| Parts of the exercise |
**1)** Please transcribe the part of the FastAPI and GraphQL troubleshooting notes starting with "File Structure Reference" and going on through "(USE THIS graphql_app)".
**2)** Carry the FastAPI and GraphQL troubleshooting notes forward from their last line, keeping the same format.
** Document segment follows **
Prevention Checklist

Import Verification (CRITICAL - Check First!)

  • Never import database functions from custom modules - always use the actual packages
  • Import create_async_engine from sqlalchemy.ext.asyncio not db_postgres
  • Import AsyncGraphDatabase from neo4j not db_neo4j
  • Test all imports with python -c "from module import function"
  • Use IDE import suggestions to verify correct source packages

GraphQL Setup

  • Always import graphql_app from graphql.py
  • Never create new GraphQL() instances in main.py
  • Use only lifespan function, no @app.on_event decorators
  • Frontend uses /graphql/ with trailing slash
  • Test authentication with curl commands
  • Add detailed error logging to lifespan function
  • Verify environment variables are set correctly

File Structure Reference

app/
├── main.py          # FastAPI app, routes, CORS
├── graphql.py       # GraphQL schema, resolvers, context (USE THIS graphql_app)
├── auth.py          # JWT parsing, UserContext
├── resolvers.py     # GraphQL query resolvers
└── config.py        # Settings and environment

Remember: The graphql.py file contains the authoritative GraphQL configuration. Always use its graphql_app instance.


4. Asyncio Event Loop Conflicts with Neo4j on Vercel

Symptom:

  • GraphQL queries that access Neo4j fail intermittently or consistently.
  • The Vercel runtime logs show the error: Task <...> got Future <...> attached to a different loop.
** End of Document segment **
** Given information follows **
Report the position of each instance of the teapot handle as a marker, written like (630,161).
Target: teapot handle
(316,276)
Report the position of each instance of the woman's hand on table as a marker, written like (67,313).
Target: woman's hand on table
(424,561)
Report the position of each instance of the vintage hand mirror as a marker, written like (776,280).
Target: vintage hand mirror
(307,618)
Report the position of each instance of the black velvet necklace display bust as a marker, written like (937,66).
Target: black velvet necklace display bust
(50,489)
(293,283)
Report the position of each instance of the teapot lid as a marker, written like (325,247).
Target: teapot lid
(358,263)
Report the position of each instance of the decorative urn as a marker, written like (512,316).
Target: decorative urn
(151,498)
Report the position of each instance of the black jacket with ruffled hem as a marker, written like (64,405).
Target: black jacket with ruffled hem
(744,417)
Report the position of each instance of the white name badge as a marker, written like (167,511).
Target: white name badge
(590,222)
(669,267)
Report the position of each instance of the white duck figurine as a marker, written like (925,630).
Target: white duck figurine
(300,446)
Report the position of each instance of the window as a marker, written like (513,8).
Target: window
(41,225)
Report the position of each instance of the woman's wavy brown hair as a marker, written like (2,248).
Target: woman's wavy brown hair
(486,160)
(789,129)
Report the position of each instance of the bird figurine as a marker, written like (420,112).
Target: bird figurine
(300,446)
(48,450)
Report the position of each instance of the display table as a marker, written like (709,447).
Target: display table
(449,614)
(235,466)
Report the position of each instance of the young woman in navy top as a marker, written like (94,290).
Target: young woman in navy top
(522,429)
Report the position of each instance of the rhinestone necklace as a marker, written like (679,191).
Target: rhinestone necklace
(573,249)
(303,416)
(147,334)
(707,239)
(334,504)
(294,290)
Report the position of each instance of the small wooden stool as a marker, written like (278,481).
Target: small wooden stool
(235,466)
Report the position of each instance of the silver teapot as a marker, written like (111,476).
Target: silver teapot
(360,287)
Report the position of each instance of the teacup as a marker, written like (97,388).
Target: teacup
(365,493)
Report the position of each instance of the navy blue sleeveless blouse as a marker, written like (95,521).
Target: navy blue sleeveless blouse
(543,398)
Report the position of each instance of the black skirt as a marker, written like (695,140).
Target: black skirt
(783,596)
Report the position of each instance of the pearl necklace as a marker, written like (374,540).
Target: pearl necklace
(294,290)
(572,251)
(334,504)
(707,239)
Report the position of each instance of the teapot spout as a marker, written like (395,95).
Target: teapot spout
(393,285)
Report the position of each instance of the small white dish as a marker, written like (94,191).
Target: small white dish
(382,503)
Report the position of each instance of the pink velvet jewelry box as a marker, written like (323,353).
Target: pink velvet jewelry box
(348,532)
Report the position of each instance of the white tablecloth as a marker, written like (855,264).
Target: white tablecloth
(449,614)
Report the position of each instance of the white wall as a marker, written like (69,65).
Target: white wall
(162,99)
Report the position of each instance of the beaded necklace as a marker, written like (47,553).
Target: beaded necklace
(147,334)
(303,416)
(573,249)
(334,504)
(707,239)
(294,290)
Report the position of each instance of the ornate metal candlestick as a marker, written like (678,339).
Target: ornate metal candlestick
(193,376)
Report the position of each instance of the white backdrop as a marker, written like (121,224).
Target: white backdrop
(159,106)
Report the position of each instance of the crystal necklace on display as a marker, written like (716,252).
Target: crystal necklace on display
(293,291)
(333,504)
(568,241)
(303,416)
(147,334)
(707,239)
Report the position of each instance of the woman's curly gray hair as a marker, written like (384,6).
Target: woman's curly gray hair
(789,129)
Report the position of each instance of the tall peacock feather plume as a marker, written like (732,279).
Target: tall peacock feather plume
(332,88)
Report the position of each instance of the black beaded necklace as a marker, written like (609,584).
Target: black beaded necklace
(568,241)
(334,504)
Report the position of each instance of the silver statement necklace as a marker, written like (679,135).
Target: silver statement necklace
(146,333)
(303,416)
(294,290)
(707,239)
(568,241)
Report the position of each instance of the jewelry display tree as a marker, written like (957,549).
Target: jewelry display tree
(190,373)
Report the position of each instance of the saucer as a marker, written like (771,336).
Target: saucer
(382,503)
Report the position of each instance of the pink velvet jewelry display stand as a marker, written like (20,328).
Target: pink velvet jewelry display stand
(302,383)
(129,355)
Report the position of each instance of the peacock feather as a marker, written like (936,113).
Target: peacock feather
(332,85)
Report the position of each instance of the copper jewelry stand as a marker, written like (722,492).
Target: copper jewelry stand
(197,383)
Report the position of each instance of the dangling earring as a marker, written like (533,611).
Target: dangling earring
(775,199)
** End of Given information **
| Answer set |
**1)**
File Structure Reference

app/
├── main.py          # FastAPI app, routes, CORS
├── graphql.py       # GraphQL schema, resolvers, context (USE THIS graphql_app)

**2)**
  • This often happens inside async with neo4j_driver.session() as session: blocks.

Root Cause: This is a complex asyncio issue common in serverless environments. The Vercel Python runtime manages its own asyncio event loop. The neo4j asynchronous driver (AsyncGraphDatabase) may, under certain conditions, try to use or create a different event loop, causing a conflict. A Future or Task created in one loop cannot be awaited in another.

Solution: Use Synchronous Driver in a Separate Thread

The most robust solution is to avoid the neo4j async driver for queries originating from the main FastAPI/GraphQL thread. Instead, use the standard synchronous driver (GraphDatabase) and execute the database call in a separate thread using asyncio.to_thread. This prevents blocking the main event loop while completely avoiding event loop conflicts.

Implementation Steps:

  1. Update graphql.py to provide both drivers:
    • Create and cache a synchronous Neo4j driver alongside the existing async one.
    • Add both to the GraphQL context.
    # In Plings-Backend/app/graphql.py
    from neo4j import AsyncGraphDatabase, GraphDatabase
        
    # ... global caches
    sync_neo4j_driver_global = None
    
    async def get_context_value(request: Any, _) -> Dict[str, Any]:
        global db_engine, neo4j_driver_global, sync_neo4j_driver_global
            
        if sync_neo4j_driver_global is None:
            # ... initialize it
            settings = get_settings()
            sync_neo4j_driver_global = GraphDatabase.driver(
                settings.neo4j_uri,
                auth=(settings.neo4j_user, settings.neo4j_password)
            )
            
        return {
            # ... other context keys
            "neo4j": neo4j_driver_global,
            "sync_neo4j": sync_neo4j_driver_global
        }
    
  2. Refactor failing resolvers:
    • In any resolver that uses async with neo4j_driver.session(), replace the call with asyncio.to_thread.
    • Create a small synchronous helper function to contain the database logic.
    # In Plings-Backend/app/resolvers.py
    import asyncio
    
    def _get_objects_sync(driver, query, **params):
        """Synchronous Neo4j query execution."""
        with driver.session() as session:
            result = session.run(query, **params)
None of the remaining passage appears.